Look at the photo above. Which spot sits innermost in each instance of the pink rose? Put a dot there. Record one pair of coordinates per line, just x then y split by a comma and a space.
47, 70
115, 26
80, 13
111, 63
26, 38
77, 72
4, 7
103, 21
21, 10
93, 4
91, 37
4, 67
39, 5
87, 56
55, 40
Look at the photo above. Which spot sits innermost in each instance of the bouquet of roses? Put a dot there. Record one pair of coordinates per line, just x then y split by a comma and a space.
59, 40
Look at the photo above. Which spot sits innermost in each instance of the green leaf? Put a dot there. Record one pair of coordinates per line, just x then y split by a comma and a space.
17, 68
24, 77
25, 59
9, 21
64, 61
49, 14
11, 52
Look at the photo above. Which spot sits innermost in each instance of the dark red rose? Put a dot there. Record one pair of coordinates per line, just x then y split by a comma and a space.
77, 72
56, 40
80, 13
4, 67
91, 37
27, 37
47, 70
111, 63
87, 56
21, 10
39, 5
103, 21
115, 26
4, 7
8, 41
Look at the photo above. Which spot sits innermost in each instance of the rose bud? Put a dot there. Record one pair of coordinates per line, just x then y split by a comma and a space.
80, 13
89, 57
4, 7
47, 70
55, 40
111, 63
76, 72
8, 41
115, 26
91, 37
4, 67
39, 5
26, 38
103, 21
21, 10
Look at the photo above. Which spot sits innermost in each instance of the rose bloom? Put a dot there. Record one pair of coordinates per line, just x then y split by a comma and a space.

▬▬▬▬▬▬▬▬▬▬

-- Exercise objective --
Each record above should be returned exactly as it appears.

-- The response --
Look at the photo above. Which spot sits innermost in each instance of the pink rose? Put a dot there. Record one pair of coordinates per line, just x then y split by a comma and a space.
47, 70
115, 26
80, 13
111, 63
26, 38
77, 72
4, 7
103, 21
21, 10
93, 4
91, 37
4, 67
39, 5
87, 56
55, 40
Look at the photo above. Which spot sits innermost in each instance of the bouquet of roses? Put a dot there. Record one pair of coordinates per line, just x then y split by a comma and a space.
59, 40
Look at the photo above. Which spot sits innermost in each instance of the green leaf? Put a dot there. Record one pair of coordinates per line, just x then y split by a comma and a space.
17, 68
24, 77
25, 59
9, 21
64, 61
49, 14
11, 52
Look at the photo above. Which spot sits innermost in each instance of the dark red rose? Put a dot there. Record one pair of coordinates per line, just x then y split by a comma and a space.
77, 72
56, 40
80, 13
4, 67
91, 37
27, 37
47, 70
111, 63
87, 56
21, 10
39, 5
103, 21
115, 26
4, 7
8, 41
Look at the photo above. Which spot sits innermost in each instance of the rose bud? Put a dot there. Record one pair of coordinates per line, just x then y split by a comma and a space.
80, 13
89, 57
4, 7
47, 70
55, 40
111, 63
76, 72
8, 41
115, 26
91, 37
4, 67
39, 5
26, 38
103, 21
21, 10
Look at the photo above. Which spot sits innermost in each instance of the rose bloom? Put a dot there. Record one pair of coordinates per line, just x then y split by a comma and a space.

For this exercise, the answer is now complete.